START

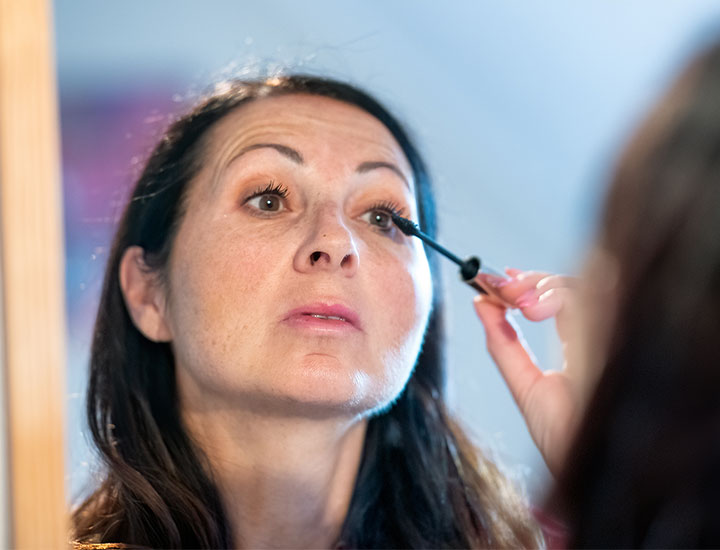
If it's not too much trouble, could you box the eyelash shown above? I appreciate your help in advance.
[368,201,405,217]
[244,181,405,233]
[245,181,290,202]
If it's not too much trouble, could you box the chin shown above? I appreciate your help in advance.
[264,354,405,417]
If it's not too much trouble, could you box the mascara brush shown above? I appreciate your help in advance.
[392,214,512,307]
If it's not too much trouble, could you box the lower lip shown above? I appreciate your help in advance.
[285,315,358,334]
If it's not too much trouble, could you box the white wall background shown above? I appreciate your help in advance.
[55,0,720,504]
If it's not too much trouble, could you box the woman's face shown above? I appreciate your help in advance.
[164,94,432,415]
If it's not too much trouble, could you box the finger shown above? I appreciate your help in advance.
[514,275,578,309]
[478,271,549,305]
[520,287,578,342]
[474,296,542,411]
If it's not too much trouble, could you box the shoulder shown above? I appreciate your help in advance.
[72,541,149,550]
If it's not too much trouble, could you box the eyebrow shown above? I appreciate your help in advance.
[225,143,411,190]
[233,143,305,164]
[355,160,410,189]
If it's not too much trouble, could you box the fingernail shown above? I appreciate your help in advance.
[482,274,510,288]
[515,288,538,308]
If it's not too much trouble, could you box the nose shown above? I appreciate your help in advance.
[294,207,360,277]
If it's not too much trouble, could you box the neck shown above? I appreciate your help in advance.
[183,402,366,548]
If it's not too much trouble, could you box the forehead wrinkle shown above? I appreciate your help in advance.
[198,98,415,198]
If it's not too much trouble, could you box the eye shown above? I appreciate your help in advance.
[363,202,403,233]
[247,193,283,212]
[244,182,288,212]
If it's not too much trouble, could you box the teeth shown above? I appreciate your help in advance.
[310,313,345,321]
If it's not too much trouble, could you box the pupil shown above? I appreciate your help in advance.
[375,212,389,227]
[261,195,277,210]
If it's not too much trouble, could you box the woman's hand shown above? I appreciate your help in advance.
[475,269,580,475]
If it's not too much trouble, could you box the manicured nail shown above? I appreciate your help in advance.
[515,288,539,308]
[482,274,510,288]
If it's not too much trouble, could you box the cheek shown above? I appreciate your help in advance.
[171,222,282,345]
[373,245,432,362]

END

▶ _Task details_:
Copy out all of the lines above word for word, leaving out the picture.

▶ _Answer for the task_:
If it's not too much trouble, could you box the eyelash shown above? I appreciate your help in advance.
[368,201,405,217]
[244,181,405,233]
[245,181,290,202]
If it's not too much trouble, could you box the chin shown above? I appreciate your help in advance.
[264,354,405,417]
If it's not too much trouble, could you box the mascara brush shown above? I appreciate your help in advance.
[392,214,512,307]
If it's not too much trouble, could you box the lower lip shown above? I appreciate your help in advance.
[285,315,358,334]
If it's not too much trouble, could you box the white wall background shown above? I appreciate your help in advance.
[55,0,720,504]
If it's not too much trouble, could you box the woman's face shown above? I appreciate your help in advance.
[164,94,432,415]
If it's not too much trouble, could you box the finger shown above? I appreciate your help in advance.
[514,275,578,309]
[478,271,549,305]
[520,287,578,342]
[474,296,542,411]
If it's not too much trouble, could you box the shoulder shown above? I appreciate your help in advance.
[72,541,149,550]
If it's not too much trouble, could you box the eyebrow shown above? I appreciate your help in advance.
[225,143,411,190]
[233,143,305,164]
[355,160,410,189]
If it's not too much trouble, could you box the fingernail shown above? I appreciate your help in advance.
[482,274,510,288]
[515,288,538,308]
If it's not too much trouble, could you box the nose shown above? I appreciate your help in advance.
[294,207,360,277]
If it's not too much trouble, could you box the neck shown above? I appreciate your help in advance.
[183,402,366,548]
If it's not too much trouble, could you box the forehead wrinkle shown above? I appreciate your help in advance.
[198,98,415,198]
If it's not too much trouble, could you box the eye shown above? I appreciate your help in advance.
[363,202,403,233]
[247,193,283,212]
[244,182,288,212]
If it's not too much trouble, could you box the teeth shown above? I appreciate your help in advance.
[310,313,345,321]
If it's not too much trouble, could you box the pupil shown above? I appreciate your help in advance.
[375,212,389,227]
[261,195,277,210]
If it's not too much trouble, could you box the woman's hand shown above? I appreciate your help in advance.
[475,269,580,475]
If it's not too much trouble, could you box the manicured nail shown above? I appreciate your help in advance.
[515,288,539,308]
[482,274,510,288]
If it's not too much trouble, could you box the cheek shown above? I appreciate your help in advance.
[171,222,282,345]
[373,245,432,362]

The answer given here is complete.